» **Data for analysis**:
#####

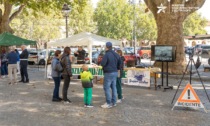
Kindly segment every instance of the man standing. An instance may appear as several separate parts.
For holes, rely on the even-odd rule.
[[[74,53],[77,57],[77,64],[85,64],[85,50],[81,46],[78,47],[78,51]]]
[[[101,105],[102,108],[111,108],[116,106],[117,101],[117,89],[116,79],[118,76],[118,70],[120,70],[120,56],[112,50],[112,43],[106,43],[106,54],[103,56],[101,65],[104,71],[104,92],[106,96],[106,103]],[[112,96],[110,92],[112,89]]]
[[[10,53],[7,55],[8,59],[8,74],[9,74],[9,84],[17,84],[17,59],[18,55],[15,52],[15,47],[10,47]],[[13,81],[14,77],[14,81]]]
[[[28,50],[26,49],[25,45],[21,46],[22,53],[20,54],[20,74],[21,74],[21,80],[19,82],[23,83],[29,83],[28,79],[28,72],[27,72],[27,66],[28,66]]]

#####

» **Exercise instructions**:
Each line of the listing above belongs in the answer exactly as written; the pictures do not.

» **Answer**:
Kindly segment every instance of the man standing. An instance may appear as several separate parts.
For holes, rely on the even-odd rule.
[[[74,53],[77,57],[77,64],[85,64],[85,50],[81,46],[78,47],[78,51]]]
[[[101,105],[102,108],[111,108],[116,106],[117,101],[117,89],[116,79],[118,76],[118,70],[120,70],[120,56],[112,50],[112,43],[106,43],[106,54],[103,56],[101,65],[104,71],[104,92],[106,96],[106,103]],[[112,96],[110,92],[112,89]]]
[[[10,53],[7,55],[8,59],[8,74],[9,74],[9,84],[17,84],[17,59],[18,55],[15,52],[15,47],[10,47]],[[13,81],[14,77],[14,81]]]
[[[28,50],[26,49],[25,45],[21,46],[22,53],[20,54],[20,74],[21,74],[21,80],[19,82],[23,83],[29,83],[28,79],[28,72],[27,72],[27,66],[28,66]]]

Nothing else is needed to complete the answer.